Pull out each item below and copy it verbatim, one per line, changing nothing.

------ Data excerpts

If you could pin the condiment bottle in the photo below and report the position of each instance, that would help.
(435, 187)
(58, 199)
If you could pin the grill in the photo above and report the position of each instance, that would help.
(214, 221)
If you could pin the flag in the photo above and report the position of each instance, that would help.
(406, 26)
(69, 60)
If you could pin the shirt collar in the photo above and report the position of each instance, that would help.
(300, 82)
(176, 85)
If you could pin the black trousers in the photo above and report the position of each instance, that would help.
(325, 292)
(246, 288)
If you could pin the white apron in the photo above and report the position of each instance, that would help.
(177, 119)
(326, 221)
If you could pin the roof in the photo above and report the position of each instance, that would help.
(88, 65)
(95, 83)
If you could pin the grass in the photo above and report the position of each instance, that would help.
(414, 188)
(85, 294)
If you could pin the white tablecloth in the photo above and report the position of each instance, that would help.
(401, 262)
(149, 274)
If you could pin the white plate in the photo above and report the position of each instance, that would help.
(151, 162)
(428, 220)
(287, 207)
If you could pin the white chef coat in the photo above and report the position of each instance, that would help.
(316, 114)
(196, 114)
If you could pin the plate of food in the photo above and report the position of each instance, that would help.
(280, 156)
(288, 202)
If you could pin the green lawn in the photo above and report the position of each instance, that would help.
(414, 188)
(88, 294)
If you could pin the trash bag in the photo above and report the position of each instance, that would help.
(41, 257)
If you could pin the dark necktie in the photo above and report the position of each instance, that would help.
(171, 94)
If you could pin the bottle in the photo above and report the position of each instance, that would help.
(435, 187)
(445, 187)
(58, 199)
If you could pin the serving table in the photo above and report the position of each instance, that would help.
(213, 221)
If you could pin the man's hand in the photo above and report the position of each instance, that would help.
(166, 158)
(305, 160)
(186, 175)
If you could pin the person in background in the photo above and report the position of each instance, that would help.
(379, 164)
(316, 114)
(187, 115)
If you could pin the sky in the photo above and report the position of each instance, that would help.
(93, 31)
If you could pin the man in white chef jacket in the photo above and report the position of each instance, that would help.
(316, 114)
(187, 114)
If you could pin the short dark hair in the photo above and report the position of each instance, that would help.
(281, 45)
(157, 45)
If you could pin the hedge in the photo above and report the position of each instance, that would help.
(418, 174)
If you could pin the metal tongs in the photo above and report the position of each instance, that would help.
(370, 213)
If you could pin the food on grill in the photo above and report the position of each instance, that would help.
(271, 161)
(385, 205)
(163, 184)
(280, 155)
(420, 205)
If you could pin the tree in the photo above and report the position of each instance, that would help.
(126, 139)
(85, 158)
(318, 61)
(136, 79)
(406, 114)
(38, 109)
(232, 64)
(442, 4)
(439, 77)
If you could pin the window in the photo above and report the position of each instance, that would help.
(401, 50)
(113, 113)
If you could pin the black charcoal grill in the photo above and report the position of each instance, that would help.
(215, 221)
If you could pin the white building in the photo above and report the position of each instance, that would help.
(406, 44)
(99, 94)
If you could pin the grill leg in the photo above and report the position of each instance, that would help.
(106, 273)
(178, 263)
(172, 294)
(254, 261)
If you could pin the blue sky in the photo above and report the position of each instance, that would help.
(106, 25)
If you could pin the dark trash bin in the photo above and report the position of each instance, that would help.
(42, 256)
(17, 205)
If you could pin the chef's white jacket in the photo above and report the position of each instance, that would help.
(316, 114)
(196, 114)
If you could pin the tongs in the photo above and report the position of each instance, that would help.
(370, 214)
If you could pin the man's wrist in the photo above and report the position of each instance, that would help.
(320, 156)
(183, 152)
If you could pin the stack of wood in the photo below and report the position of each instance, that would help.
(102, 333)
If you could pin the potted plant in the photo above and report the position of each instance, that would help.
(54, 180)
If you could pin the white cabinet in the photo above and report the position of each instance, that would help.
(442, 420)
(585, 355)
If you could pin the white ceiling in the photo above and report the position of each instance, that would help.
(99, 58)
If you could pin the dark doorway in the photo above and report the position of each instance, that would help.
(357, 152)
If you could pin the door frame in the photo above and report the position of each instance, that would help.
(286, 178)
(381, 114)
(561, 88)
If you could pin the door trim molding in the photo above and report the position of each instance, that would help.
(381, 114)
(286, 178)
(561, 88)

------------

• **Worked solution**:
If you could pin the condiment bottle in the photo below and report the position of each instance, that would help.
(435, 187)
(58, 199)
If you could pin the grill in the photo above and report the position of each instance, that would help.
(214, 221)
If you could pin the flag in the photo above and report the position of each instance, that would help.
(406, 26)
(69, 60)
If you could pin the shirt collar in the photo above and report the position of each instance, that would help.
(300, 82)
(176, 85)
If you could pin the black trousers in the photo above and report the position of each instance, that would help.
(325, 292)
(246, 288)
If you could pin the white apron in the photo above and report the position of each instance, that would help.
(177, 119)
(326, 221)
If you could pin the roof in the photo above and report the position of each instance, that would help.
(88, 65)
(95, 83)
If you could pin the grass in the photo above and report the position of each instance, that would help.
(414, 188)
(85, 294)
If you could pin the white tablecloth in the photo above and report the position of each instance, that would help.
(401, 262)
(149, 274)
If you could pin the white plate in the photo above and report the position of each instance, that would help.
(151, 162)
(428, 220)
(287, 207)
If you could pin the white chef coat in the photo above and report the position of each instance, that would help.
(316, 114)
(196, 114)
If you could pin the plate of food in the photo above and report the position of each instance, that would help.
(280, 156)
(288, 202)
If you could pin the green lawn in the photo above and report the position of each instance, that would help.
(414, 188)
(88, 294)
If you could pin the trash bag in the photo above and report the position of each instance, that would help.
(41, 257)
If you could pin the dark necktie in the photo above and report the position of each instance, that would help.
(171, 94)
If you could pin the bottle in the photo above and report the position of each instance, that would help.
(435, 187)
(445, 187)
(58, 199)
If you could pin the serving table in the photo above and report the position of each instance, that would help.
(213, 221)
If you could pin the man's hand in the photo above and report the position of each instance, that would help.
(166, 158)
(305, 160)
(186, 175)
If you could pin the person in background in the photo above and report the position of each instance, that would help.
(379, 164)
(316, 114)
(187, 115)
If you could pin the sky in the photo above and report the position of each instance, that would help.
(93, 31)
If you could pin the man in white chef jacket in the photo above and report the position of each instance, that would help.
(316, 114)
(187, 114)
If you could pin the short dark hair in the photo above and report the position of each instance, that would help.
(281, 45)
(157, 45)
If you could pin the hedge in the photo above and report the position of each instance, that would help.
(418, 174)
If you could pin the metal tongs in the photo above and report the position of each instance, that would help.
(370, 213)
If you could pin the food on grill in the photo above and report the position of each instance, that would help.
(271, 161)
(385, 205)
(163, 184)
(280, 155)
(420, 205)
If you could pin the tree in the photo above and report the position of each instance, that would help.
(126, 139)
(85, 158)
(318, 61)
(136, 79)
(406, 114)
(38, 109)
(232, 64)
(442, 4)
(439, 77)
If you could pin the window in the photo above and report the position of each instance, that would help.
(401, 50)
(113, 113)
If you could pin the black charcoal grill in the photo above and report the position of each instance, that would help.
(215, 221)
If you could pin the white building in the photo above and report the position of each instance, that would help.
(406, 44)
(99, 94)
If you could pin the grill leg in the photo above and report the position of each instance, that would help.
(106, 273)
(178, 263)
(172, 294)
(254, 261)
If you could pin the blue sky in the photo above and report the position of each instance, that would help.
(106, 25)
If you could pin the dark trash bin in the photo above and report the position of each instance, that would help.
(42, 256)
(17, 205)
If you could pin the chef's white jacket in the photo above and report the position of each instance, that would help.
(316, 114)
(196, 114)
If you could pin the tongs in the photo above and report the position of each instance, that would help.
(370, 214)
If you could pin the man's wrist in the photo above and report the position of each instance, that would help.
(320, 156)
(183, 152)
If you could pin the stack of wood in the photo below and report the position of each instance, that would help.
(102, 333)
If you could pin the potted plant in the photo above and report the position of each instance, that would help.
(54, 180)
If you could pin the white cabinet in the photo above and report the position of each instance, that would help.
(442, 420)
(585, 355)
If you could pin the white ceiling in the photo above and report the position of each instance, that would help.
(99, 58)
If you could pin the dark doorway in the photo above and report the position of each instance, that would help.
(357, 152)
If you could pin the door frame in the photo above and report the position of each instance, that would help.
(286, 178)
(381, 114)
(561, 88)
If you could pin the door trim molding in the photo above and report the position of each instance, that would help.
(381, 114)
(286, 178)
(561, 88)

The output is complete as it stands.